=== Instructions for the task ===
Starting at the line that contains "Practice step: indicate the wooden shelf" and ending at the last line of the data below, lay out those lines as a Markdown table with the columns Row and Data line. Leave out any blank lines.

=== Data excerpts ===
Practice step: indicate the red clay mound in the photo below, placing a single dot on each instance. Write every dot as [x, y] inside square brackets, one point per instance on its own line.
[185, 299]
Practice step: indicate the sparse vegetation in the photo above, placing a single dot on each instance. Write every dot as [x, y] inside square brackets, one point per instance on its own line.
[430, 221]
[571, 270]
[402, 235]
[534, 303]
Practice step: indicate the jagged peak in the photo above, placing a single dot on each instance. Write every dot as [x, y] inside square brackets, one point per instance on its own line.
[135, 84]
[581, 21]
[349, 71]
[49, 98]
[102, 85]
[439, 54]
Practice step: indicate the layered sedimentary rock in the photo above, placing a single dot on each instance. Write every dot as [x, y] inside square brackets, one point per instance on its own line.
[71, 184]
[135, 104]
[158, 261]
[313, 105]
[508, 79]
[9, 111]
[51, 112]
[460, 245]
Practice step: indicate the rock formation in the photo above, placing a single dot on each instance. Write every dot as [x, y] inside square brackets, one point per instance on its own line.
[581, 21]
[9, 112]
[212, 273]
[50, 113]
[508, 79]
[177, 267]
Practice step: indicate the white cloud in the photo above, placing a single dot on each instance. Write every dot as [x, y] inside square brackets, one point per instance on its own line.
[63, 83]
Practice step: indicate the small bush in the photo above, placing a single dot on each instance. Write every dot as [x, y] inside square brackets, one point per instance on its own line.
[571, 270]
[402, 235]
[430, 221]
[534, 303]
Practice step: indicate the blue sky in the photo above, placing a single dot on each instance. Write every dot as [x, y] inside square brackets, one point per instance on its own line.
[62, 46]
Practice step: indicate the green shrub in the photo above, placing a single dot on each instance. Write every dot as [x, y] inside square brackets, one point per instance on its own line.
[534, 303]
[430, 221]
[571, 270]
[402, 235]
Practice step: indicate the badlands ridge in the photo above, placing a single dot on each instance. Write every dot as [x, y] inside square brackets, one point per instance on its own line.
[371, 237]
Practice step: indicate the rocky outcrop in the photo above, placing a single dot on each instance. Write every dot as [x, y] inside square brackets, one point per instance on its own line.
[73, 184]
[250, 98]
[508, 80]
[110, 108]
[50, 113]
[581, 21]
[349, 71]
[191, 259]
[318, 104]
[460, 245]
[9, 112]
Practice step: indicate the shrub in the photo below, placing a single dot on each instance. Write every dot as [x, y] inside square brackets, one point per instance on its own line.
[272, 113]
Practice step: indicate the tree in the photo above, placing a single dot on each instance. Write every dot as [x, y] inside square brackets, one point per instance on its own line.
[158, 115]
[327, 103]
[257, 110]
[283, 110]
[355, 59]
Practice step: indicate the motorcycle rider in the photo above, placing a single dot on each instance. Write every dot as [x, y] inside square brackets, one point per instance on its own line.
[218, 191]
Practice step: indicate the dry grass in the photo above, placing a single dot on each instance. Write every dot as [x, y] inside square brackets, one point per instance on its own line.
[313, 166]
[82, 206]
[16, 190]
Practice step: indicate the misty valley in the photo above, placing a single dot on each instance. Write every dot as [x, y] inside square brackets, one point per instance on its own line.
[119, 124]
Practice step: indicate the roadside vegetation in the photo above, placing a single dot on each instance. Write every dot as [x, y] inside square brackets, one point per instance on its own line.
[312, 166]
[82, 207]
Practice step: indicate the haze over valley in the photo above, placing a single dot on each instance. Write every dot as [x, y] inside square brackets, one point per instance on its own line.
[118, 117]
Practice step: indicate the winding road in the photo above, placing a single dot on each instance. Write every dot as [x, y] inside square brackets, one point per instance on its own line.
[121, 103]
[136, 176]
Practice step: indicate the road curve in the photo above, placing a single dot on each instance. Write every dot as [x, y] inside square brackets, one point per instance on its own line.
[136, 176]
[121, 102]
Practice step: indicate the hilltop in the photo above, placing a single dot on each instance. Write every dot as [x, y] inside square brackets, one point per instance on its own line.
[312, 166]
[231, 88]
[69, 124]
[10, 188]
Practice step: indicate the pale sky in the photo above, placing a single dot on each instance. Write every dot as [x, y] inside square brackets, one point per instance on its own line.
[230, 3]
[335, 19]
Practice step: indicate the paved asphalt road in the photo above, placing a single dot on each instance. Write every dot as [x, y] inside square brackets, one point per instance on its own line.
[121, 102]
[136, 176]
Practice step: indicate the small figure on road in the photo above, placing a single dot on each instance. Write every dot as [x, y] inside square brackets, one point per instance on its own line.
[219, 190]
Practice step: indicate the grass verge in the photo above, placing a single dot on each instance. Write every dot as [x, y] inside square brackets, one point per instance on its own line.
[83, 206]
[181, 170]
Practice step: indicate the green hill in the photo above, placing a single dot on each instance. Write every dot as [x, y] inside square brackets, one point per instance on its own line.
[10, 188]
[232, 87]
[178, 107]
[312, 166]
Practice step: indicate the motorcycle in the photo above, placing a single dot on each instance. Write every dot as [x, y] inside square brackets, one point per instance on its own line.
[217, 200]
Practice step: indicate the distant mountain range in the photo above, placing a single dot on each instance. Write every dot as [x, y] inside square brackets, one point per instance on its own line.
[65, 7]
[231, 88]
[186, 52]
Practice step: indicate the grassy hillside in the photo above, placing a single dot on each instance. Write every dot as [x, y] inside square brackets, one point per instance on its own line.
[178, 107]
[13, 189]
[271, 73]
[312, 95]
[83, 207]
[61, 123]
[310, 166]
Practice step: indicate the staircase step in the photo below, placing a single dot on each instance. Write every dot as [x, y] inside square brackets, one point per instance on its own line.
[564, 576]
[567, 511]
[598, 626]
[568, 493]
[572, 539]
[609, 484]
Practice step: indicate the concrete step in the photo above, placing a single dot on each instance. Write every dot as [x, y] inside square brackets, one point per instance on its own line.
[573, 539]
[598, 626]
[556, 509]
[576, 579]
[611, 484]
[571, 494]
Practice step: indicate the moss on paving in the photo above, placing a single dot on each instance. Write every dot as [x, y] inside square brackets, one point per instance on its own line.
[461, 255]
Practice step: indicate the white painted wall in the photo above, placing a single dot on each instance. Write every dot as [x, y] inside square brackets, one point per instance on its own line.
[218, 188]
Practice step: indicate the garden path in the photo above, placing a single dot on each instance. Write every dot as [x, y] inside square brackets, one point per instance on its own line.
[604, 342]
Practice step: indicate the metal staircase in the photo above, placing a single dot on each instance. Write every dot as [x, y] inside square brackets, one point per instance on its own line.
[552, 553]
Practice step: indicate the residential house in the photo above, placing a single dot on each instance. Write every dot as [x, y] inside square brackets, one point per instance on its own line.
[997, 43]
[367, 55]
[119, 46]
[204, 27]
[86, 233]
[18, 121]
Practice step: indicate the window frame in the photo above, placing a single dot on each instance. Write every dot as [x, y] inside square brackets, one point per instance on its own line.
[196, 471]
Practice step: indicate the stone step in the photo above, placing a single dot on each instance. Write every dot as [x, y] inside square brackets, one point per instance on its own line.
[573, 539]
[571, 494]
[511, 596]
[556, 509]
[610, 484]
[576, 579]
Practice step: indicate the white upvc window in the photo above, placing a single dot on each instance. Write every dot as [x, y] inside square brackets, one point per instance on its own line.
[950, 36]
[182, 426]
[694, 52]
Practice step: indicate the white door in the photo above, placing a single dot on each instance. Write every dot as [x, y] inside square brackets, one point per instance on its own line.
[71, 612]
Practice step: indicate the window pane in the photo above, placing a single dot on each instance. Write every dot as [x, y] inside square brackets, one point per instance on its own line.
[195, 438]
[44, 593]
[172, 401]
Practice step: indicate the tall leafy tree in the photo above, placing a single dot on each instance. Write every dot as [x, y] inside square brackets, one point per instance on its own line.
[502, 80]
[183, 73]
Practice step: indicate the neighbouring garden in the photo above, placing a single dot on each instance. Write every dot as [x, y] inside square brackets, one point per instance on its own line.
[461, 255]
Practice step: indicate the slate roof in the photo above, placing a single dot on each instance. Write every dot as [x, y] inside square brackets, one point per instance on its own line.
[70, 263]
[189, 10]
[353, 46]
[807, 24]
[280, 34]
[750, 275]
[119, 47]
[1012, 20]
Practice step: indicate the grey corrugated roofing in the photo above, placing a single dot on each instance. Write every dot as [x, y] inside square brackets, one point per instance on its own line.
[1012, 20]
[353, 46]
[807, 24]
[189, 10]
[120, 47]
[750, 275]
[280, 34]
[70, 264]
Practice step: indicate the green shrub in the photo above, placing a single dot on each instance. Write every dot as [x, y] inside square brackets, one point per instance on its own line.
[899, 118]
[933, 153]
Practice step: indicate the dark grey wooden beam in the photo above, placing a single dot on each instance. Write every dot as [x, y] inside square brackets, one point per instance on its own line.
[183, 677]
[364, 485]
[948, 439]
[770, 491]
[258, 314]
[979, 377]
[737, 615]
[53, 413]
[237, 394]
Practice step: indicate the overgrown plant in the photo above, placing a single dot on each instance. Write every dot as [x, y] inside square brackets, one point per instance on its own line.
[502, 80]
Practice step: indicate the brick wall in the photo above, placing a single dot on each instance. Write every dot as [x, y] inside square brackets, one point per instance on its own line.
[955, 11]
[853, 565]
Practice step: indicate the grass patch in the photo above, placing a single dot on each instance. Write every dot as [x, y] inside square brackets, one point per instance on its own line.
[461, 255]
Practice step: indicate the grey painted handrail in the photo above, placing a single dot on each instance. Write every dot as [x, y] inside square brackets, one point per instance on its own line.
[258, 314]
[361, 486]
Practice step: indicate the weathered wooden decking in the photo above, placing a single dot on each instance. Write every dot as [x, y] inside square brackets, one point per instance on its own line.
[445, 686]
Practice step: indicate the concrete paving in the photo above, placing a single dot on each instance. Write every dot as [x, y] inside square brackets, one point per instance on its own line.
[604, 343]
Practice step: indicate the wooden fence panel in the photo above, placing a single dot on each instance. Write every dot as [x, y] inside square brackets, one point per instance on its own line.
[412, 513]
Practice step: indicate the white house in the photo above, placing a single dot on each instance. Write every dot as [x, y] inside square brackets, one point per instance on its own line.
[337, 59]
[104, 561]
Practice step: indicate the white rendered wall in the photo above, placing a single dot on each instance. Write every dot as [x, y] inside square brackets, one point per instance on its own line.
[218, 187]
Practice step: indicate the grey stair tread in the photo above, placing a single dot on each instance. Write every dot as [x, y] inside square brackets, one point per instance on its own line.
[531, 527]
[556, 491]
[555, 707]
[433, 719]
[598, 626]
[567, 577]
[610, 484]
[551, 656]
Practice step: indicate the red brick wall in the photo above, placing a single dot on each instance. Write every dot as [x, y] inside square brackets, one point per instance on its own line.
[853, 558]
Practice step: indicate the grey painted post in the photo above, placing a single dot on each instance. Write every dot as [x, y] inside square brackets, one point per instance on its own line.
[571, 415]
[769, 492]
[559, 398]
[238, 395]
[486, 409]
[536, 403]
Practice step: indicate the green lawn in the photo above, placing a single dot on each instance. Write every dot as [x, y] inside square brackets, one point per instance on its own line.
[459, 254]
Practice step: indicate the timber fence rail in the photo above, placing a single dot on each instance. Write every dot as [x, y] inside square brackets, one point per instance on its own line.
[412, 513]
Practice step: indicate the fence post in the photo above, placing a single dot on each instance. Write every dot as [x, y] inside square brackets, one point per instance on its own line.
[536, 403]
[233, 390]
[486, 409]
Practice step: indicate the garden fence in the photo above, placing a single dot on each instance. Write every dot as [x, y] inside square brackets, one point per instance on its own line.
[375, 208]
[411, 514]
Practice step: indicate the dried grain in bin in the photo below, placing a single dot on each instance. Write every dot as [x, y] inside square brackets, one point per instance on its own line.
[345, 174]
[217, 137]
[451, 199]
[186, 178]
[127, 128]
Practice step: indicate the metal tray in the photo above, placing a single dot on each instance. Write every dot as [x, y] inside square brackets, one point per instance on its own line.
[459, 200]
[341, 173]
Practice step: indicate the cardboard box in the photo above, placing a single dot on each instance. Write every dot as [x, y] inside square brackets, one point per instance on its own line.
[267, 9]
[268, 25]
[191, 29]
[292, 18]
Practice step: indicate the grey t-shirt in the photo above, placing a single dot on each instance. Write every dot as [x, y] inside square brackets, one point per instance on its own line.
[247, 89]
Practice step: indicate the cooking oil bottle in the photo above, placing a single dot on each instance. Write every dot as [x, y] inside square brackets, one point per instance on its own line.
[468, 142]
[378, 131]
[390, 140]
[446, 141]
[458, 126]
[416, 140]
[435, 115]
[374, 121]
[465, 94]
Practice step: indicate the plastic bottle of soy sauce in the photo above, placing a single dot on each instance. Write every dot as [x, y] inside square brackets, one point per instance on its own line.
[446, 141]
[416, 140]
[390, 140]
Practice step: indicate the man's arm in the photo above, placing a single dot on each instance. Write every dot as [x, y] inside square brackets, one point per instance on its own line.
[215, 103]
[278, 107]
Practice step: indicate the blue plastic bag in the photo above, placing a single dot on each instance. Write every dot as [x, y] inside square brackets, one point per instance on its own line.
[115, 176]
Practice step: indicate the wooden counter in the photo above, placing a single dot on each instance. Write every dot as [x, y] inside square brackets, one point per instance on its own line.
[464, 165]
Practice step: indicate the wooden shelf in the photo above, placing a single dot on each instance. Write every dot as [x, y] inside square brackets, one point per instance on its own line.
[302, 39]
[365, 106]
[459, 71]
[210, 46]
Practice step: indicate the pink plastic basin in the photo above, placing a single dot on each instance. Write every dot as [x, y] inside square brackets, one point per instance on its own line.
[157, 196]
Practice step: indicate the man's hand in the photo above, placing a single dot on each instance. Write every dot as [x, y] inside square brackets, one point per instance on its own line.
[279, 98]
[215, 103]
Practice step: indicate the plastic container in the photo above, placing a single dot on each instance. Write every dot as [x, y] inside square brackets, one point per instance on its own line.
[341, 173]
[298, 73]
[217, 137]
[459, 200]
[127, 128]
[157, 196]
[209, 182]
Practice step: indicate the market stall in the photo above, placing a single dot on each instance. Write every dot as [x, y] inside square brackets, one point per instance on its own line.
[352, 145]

=== Completed task ===
| Row | Data line |
|---|---|
| 1 | Practice step: indicate the wooden shelf in the photo above, placing a single dot on each instance. Write every dot as [x, y] inside square brackets, one point per instance on its own line. |
| 2 | [302, 39] |
| 3 | [365, 106] |
| 4 | [459, 71] |
| 5 | [210, 46] |
| 6 | Practice step: indicate the pink plastic basin in the photo above, placing a single dot on each instance. Write every dot as [x, y] inside square brackets, one point per instance on its own line. |
| 7 | [157, 196] |
| 8 | Practice step: indicate the man's hand in the photo above, placing a single dot on each instance. Write every dot as [x, y] inside square brackets, one point per instance on its own line. |
| 9 | [279, 98] |
| 10 | [215, 103] |
| 11 | Practice step: indicate the plastic container in the photo above, placing a single dot on each instance. Write every dot as [x, y] inside square brackets, one point per instance on its own line. |
| 12 | [341, 173] |
| 13 | [298, 73] |
| 14 | [217, 137] |
| 15 | [459, 200] |
| 16 | [127, 128] |
| 17 | [157, 196] |
| 18 | [209, 182] |
| 19 | Practice step: indicate the market stall in the photo above, placing a single dot on each instance. Write every dot as [x, y] inside square brackets, one point per instance on its own line. |
| 20 | [352, 145] |